本文 ▸
○ ○ ○ ○

麦は泣き 麦は笑き 明日へ育ってゆく
スペイン巡礼4日目!麦畑が広がるプエンテ・ラ・レイナへの道と巡礼者が敵になる時
・麦は泣き 麦は笑き 明日へ育っていく
・巡礼者が敵になる時
・ここからすべての道はひとつになり
・スペイン巡礼4日目記録
・麦は泣き 麦は笑き 明日へ育っていく
到着するのが遅くなると、宿が取りにくいことを危惧したぼくたちは、今後6時半に出発することにした。朝食は途中の道で食べればいい。朝食を宿でのんびりとっていることが、出発が遅くなる原因だと考えた。朝の6時半、まだ完璧に明るくならない朝のうちに、パンプローナを出発した。
パンプローナからプエンテ・ラ・レイナまでの道のりは、黄金色と黄緑色のの麦畑が広がる神秘的な風景だった。畑の中を歩く分、森の中を歩くように木々の木漏れ日による涼しさはなく、照りつける太陽が容赦なく体力を奪っていく。この日は気持ちのよい快晴で、帽子を持っていなかったぼくは水色のタオルに水をつけて頭にかぶりながら歩いていた。頭には布をかぶり、作務衣を身にまとい、右手には魔法使いのような木の杖を握って、もはや男なのか女なのか、何人なのかもわからない出で立ちになってしまった。
“麦に翼はなくても 歌に翼があるのなら
伝えておくれ故郷へ ここで生きていくと
麦は泣き 麦は笑き 明日へ育っていく”
中島みゆきの「麦の唄」を歌いながら先へと進んでいった。
途中には風力発電の風車が回る大きなベルドン岬があり、巡礼の道はここを乗り越えて続いてゆく。この峠を登りきったところにあるモニュメントは巡礼者の様相を象ったものとして有名だ。丘の上に立つ巡礼者のモニュメントは、いつまでも風に吹かれて神秘的に佇んでいた。
ベルドン岬を超えても、相変わらず黄金色と黄緑色の麦畑は続いていく。同じ季節で同じ作物であるのに、どうしてこんなにも境界線をはっきりとさせて異なる彩りを呈しているのか、麦畑というものはとても不思議だった。
・巡礼者が敵になる時
早朝の6時半に出発した甲斐があって、14時にはプエンテ・ラ・レイナへ到着した。そしてこの街に入った途端に出てきた素敵な宿に、すんなり宿泊することができた。やはり早く到着すればするほどに、思い通りの宿に宿泊できるようだ。
巡礼者の人々には同じ行程で歩いていく人も多く、1日に何度も同じ巡礼者に出会ったり、また久しぶりに出会ったり別れたりして旅は続いていく。巡礼者同士が出会えば必ずと言っていいほど「ブエンカミーノ!」とお互いに言い合って、それぞれがよい巡礼を行えるようにと言葉により祈りを捧げる。

○ ○ ○ ○

提供された記録 ▸
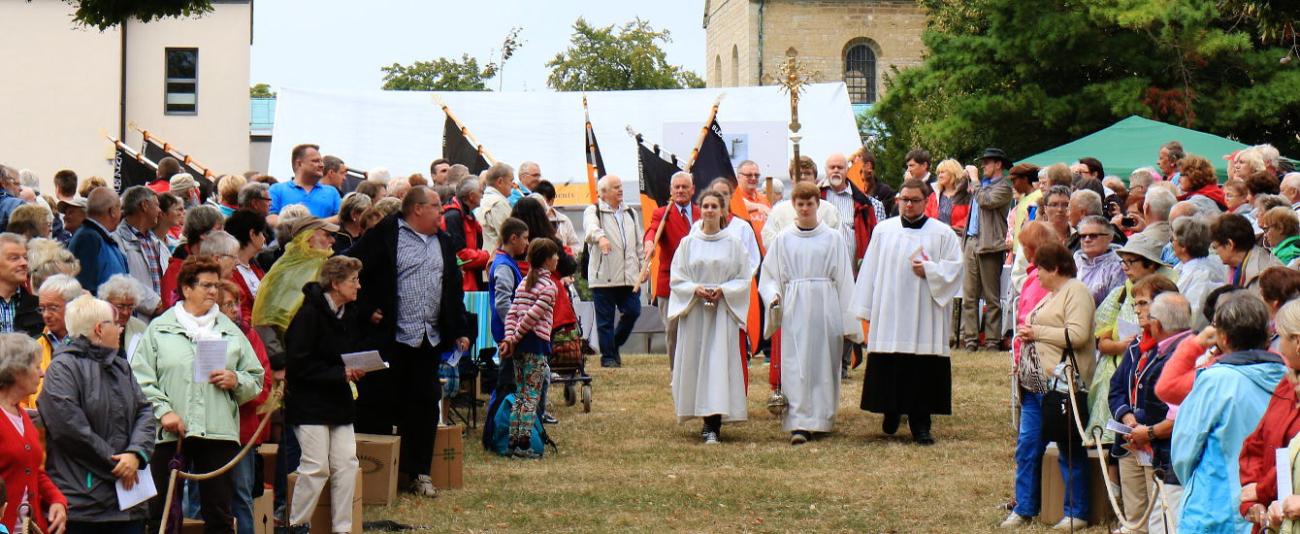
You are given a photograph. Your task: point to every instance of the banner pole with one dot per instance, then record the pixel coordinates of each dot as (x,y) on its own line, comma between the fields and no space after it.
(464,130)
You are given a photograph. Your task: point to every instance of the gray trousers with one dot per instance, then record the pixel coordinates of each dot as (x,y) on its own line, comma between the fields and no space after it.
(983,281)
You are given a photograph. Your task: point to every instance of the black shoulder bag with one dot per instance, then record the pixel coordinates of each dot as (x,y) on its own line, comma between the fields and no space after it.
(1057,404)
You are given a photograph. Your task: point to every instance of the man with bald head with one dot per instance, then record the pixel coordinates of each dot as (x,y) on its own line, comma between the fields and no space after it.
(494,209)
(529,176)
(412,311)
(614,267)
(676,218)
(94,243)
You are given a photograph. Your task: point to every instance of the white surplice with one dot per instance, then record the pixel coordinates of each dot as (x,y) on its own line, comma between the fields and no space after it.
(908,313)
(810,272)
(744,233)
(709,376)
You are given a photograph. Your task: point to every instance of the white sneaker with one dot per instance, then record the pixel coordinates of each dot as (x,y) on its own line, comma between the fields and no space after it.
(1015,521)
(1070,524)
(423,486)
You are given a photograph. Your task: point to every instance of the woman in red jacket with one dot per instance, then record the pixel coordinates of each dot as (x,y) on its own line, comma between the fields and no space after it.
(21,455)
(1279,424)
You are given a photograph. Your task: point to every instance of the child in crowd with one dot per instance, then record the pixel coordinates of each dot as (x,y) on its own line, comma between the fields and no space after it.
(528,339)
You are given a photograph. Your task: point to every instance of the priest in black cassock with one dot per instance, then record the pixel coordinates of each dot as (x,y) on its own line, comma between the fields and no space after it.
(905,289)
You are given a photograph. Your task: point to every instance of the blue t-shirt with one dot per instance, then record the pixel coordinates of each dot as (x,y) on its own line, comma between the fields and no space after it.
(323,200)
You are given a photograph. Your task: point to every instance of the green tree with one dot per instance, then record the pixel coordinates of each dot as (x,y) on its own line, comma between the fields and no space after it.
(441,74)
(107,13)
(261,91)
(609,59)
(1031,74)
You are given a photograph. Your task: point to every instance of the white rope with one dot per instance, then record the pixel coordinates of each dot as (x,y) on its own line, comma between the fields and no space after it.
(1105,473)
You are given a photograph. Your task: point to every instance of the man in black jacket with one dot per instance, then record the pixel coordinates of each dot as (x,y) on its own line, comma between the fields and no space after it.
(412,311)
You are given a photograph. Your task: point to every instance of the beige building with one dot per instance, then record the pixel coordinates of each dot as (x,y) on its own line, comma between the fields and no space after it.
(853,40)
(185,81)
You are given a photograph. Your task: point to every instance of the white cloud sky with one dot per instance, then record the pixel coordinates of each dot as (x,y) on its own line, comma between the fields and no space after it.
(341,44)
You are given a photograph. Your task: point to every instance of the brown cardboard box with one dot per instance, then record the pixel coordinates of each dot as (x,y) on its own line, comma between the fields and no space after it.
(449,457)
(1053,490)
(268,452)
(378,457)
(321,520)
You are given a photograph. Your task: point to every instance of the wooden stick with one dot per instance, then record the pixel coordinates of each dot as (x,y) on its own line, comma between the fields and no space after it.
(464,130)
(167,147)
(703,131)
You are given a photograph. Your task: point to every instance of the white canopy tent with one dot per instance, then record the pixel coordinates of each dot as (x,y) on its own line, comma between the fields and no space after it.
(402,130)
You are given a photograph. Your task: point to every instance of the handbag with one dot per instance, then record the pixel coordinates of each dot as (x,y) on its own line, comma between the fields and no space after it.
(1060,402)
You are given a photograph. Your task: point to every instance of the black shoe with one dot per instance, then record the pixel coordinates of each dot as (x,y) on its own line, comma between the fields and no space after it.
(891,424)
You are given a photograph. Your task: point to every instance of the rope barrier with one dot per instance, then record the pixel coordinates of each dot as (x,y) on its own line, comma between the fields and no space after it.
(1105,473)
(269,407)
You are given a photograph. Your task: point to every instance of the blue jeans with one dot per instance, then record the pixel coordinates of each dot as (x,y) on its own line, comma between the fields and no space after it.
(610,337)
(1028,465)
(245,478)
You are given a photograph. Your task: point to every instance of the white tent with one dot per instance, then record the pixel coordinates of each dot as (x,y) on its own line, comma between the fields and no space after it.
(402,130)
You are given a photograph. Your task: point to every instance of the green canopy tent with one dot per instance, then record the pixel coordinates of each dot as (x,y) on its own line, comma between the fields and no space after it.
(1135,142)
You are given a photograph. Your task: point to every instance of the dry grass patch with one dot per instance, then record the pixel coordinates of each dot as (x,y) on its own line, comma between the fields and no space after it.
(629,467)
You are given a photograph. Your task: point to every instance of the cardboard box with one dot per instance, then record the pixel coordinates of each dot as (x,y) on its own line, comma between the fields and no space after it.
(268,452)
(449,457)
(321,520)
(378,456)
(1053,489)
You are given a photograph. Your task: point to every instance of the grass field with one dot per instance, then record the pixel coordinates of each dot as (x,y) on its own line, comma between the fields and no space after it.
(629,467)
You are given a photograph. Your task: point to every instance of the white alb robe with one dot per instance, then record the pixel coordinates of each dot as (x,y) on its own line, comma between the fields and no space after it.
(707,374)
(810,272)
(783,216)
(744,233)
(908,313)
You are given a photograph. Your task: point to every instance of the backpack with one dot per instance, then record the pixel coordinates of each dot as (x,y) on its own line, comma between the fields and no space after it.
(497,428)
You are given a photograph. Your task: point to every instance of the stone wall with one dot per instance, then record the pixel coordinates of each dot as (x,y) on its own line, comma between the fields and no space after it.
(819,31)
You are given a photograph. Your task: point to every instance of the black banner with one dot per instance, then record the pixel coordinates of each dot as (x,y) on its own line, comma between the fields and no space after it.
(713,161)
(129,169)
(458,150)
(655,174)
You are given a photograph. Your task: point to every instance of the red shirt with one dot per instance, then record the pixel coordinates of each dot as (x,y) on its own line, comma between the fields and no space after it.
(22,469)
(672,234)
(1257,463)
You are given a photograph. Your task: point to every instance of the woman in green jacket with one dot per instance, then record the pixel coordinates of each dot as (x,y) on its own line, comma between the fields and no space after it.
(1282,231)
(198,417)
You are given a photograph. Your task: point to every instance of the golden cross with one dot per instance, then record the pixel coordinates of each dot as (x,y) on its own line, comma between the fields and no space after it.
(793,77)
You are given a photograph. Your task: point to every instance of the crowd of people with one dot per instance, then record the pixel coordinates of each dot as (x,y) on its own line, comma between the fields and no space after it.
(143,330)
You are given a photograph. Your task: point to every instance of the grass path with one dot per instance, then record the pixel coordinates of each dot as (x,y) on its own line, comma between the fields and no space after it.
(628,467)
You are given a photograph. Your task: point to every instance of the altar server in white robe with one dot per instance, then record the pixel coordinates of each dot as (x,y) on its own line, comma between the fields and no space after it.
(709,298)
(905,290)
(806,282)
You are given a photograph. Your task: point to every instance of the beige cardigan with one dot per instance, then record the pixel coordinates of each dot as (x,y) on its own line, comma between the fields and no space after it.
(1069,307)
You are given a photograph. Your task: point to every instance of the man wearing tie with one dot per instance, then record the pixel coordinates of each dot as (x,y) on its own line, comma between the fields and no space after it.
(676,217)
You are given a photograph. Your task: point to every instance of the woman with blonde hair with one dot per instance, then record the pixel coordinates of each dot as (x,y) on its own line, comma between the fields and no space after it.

○ ○ ○ ○

課題の概要 ▸ 本文によると、宿が取りにくくなることを心配した一行は、今後何時に出発することにしましたか。

課題の結果 ▸ 6時半に出発することにしました。